Work to complete: Copy every one of the records below line for line, but leave the pictures out of your copy.

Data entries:
§

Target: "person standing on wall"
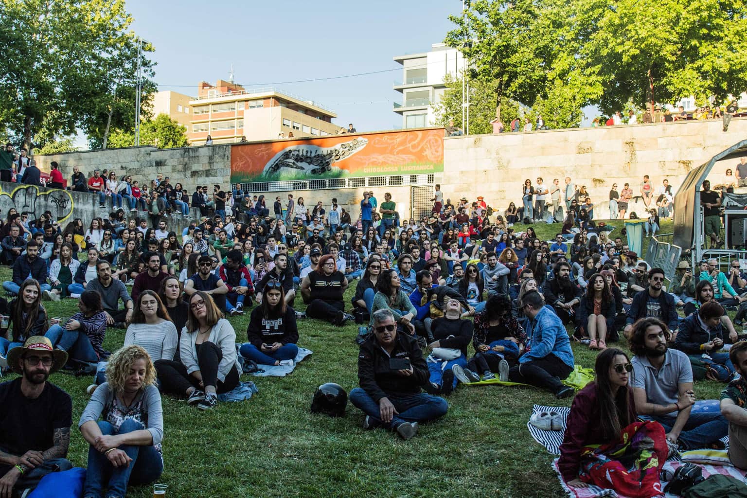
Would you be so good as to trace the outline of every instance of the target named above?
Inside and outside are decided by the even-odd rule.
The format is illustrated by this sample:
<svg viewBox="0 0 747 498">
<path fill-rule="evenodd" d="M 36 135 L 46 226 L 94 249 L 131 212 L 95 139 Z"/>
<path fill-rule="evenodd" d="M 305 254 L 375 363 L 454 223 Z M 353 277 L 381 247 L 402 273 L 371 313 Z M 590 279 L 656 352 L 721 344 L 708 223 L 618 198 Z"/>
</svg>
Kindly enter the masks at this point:
<svg viewBox="0 0 747 498">
<path fill-rule="evenodd" d="M 537 186 L 534 187 L 534 220 L 542 220 L 545 214 L 545 197 L 549 193 L 543 183 L 542 178 L 537 177 Z"/>
</svg>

§

Written answer:
Target: "person standing on wall"
Would you be so good as to trace the outline of every instance of the target named above?
Inside and outside are decided by the even-odd rule.
The format is illustrated by this sample:
<svg viewBox="0 0 747 498">
<path fill-rule="evenodd" d="M 36 135 L 46 226 L 94 249 L 131 212 L 95 139 Z"/>
<path fill-rule="evenodd" d="M 305 254 L 375 363 L 454 223 Z M 353 277 L 381 247 L 402 273 L 371 313 Z M 590 279 L 656 352 L 721 344 L 708 223 L 618 198 Z"/>
</svg>
Kindly enter the masks at this point:
<svg viewBox="0 0 747 498">
<path fill-rule="evenodd" d="M 537 186 L 534 187 L 534 220 L 542 220 L 545 214 L 545 197 L 549 193 L 543 183 L 542 178 L 537 177 Z"/>
</svg>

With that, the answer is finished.